══ Document segment
What you can learn from Maine’s college art museums this fall


Emily Hass, drawing from “Water Shapes” series. In “The Numbers Game” at University of New England campus in Portland. Image courtesy of the artist

You may have graduated years ago, but learning is never complete. This fall, the state’s colleges and universities are offering a bevy of shows that allow you to play art student again, albeit without a focus on a degree. All the exhibitions here take us “back to school,” teaching us something new, interesting or surprising about a particular artist, aesthetic movement or form of painting, sculpture, printmaking or other media.

Bates College Museum of Art

75 Russell St., Lewiston, 207-786-6158, bates.edu/museum

“Neue Slowenische Kunst | Monumental Spectacular” (or NSK, through Oct. 5) is an intriguing show that looks at the work of an organization of creatives that came together in 1984, a conflictual time when Slovenia was caught in a collective post-Tito vise grip of competing nationalist, capitalist and communist ideologies. It is a sleeper, and worth seeing before the Bates fall shows open Oct. 24.

NSK, says exhibition curator Samantha Sigmon, “used conceptual, experimental and collaborative art to question all power regimes – be they communist, capitalist, etc., and obscured any strong endorsement or disavowal of any one thing or another. They didn’t do this through fear, but just as artists working on a project adjacent to, but not about, politics.”
════
══ Data shown
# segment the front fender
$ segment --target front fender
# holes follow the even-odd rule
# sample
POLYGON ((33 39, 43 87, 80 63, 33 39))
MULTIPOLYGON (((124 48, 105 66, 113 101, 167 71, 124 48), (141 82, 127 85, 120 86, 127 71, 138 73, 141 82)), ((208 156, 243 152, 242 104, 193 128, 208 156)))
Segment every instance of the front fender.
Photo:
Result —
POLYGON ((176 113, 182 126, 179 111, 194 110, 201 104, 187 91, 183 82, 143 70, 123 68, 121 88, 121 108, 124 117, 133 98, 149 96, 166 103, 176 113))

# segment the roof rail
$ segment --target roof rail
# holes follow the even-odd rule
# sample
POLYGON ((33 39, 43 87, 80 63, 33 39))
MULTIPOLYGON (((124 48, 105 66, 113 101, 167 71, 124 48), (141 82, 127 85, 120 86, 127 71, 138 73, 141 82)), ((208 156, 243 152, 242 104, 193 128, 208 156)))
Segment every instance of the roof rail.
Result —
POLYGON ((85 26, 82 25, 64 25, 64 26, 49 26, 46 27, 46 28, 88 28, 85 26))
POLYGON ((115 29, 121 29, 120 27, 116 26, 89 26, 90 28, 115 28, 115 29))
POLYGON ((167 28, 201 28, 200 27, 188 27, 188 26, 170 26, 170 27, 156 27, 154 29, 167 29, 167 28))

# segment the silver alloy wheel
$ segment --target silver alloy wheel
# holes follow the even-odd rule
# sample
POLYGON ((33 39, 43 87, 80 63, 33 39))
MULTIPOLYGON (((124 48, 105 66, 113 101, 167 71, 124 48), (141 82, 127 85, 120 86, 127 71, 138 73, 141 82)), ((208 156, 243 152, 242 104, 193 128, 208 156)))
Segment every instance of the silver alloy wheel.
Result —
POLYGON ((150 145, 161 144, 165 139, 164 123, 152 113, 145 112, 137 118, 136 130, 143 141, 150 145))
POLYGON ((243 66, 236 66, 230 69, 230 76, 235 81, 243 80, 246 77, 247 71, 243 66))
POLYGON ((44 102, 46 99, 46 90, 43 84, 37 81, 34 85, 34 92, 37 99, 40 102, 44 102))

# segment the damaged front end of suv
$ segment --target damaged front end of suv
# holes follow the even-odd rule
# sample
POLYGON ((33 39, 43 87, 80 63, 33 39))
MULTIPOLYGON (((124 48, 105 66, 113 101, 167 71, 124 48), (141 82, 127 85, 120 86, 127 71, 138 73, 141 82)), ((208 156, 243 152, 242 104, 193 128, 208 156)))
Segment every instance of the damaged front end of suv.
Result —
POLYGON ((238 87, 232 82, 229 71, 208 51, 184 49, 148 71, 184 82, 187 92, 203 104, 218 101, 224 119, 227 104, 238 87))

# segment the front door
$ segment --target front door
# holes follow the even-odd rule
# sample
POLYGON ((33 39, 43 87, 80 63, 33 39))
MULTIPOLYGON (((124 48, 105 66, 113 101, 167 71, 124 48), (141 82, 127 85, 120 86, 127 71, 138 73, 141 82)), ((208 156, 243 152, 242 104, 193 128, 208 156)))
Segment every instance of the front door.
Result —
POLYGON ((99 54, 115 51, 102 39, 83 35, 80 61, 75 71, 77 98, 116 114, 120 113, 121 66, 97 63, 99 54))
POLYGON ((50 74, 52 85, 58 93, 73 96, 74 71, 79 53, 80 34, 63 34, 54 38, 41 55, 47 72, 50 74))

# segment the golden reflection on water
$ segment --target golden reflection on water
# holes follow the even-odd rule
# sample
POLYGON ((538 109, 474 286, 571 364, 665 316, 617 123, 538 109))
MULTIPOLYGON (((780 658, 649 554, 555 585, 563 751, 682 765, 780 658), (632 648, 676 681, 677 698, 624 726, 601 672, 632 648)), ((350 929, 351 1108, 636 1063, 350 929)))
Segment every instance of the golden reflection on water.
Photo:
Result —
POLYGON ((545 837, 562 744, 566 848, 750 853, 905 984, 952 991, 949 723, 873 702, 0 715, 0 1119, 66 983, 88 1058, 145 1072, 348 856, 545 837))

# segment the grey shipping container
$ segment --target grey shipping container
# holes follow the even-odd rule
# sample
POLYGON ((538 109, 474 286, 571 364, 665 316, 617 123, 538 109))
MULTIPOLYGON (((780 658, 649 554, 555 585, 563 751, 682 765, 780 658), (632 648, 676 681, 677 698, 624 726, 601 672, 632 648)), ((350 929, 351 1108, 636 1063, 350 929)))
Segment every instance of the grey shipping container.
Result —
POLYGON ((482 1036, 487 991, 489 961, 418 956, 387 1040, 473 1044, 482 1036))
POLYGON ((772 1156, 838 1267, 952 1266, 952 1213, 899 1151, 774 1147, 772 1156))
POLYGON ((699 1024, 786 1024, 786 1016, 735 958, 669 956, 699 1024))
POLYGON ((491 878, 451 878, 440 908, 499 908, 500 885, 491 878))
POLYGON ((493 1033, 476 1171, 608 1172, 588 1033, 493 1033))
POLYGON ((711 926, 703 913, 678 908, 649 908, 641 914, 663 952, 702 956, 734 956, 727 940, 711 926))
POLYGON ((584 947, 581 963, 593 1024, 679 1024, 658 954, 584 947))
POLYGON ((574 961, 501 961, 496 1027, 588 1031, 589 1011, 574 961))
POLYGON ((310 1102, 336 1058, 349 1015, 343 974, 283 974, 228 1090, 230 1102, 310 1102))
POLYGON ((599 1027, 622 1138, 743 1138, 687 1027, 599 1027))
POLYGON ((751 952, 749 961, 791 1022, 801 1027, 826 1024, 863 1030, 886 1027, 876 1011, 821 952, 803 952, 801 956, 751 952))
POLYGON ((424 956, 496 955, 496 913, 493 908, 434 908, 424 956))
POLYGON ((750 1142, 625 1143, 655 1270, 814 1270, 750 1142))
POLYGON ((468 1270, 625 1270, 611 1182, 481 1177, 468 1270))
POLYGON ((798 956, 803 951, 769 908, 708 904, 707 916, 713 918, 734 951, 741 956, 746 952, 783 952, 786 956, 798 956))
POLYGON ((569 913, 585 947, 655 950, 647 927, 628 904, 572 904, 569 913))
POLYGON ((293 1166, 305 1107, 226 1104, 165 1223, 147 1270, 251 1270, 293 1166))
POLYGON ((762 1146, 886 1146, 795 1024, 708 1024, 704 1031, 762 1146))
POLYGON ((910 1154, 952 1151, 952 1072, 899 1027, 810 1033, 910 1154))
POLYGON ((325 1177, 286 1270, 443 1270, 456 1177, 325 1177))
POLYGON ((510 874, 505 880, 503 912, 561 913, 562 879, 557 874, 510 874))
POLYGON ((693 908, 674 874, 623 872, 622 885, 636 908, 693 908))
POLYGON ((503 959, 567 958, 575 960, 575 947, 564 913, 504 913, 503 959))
════
Given request 1: According to the article on Maine's college art museums this fall, in what year did the Neue Slowenische Kunst organization come together?
Given request 2: Write the next part of the article on Maine's college art museums this fall, picking up right after its last sentence.

Final answer 1: 1984

Final answer 2:
Laibach Kunst, “La Liberté Guidant le Peuple (Liberty Leading the People),” 1985, lithograph on paper 32 3/4 x 22 3/4 inches, Bates College Museum of Art purchase with Elizabeth Gregory MD ’38 Fund, Dorothy Stiles Blankfort Fund, and Dr. Robert A. and Minna F. Johnson ’36 Art Acquisition Fund, 2015.20.4. In “Neue Slowenische Kunst | Monumental Spectacular” at Bates. Courtesy of Bates College Museum of Art

Audiences, she feels, “can learn a different mode of making collectively, but also of addressing political issues through a melded artistic, historical and conceptual lens. And guests also learn a bit about the history of European and Eastern European avant-garde and of communist regimes in central and eastern Europe.”

“Across Common Grounds: Contemporary Arts Outside the Center” (Oct. 24 through March 15) “draws upon diverse styles and media from traditional craftwork to digital art,” Sigmon explains, “featuring works by approximately 20 artists living across America that expand, deepen and challenge how we cultivate and connect to land, culture, art and one another in rural places.” As her first organized exhibition, she says, “I hope it will tease out and update many definitions of the rural, show how layered these artists’ experiences and works are, and question what the centers of the art world are today, as well as what art exists within or without these centers.”

ARRAY: Recent Acquisition Series” is a rotating exhibit presented in three segments. The first (featuring a textile by Jeffrey Gibson and a woodblock by Sarah Rowe – both Native American artists) runs from Oct. 24 to Mar. 15. A second opens in January and a third in February.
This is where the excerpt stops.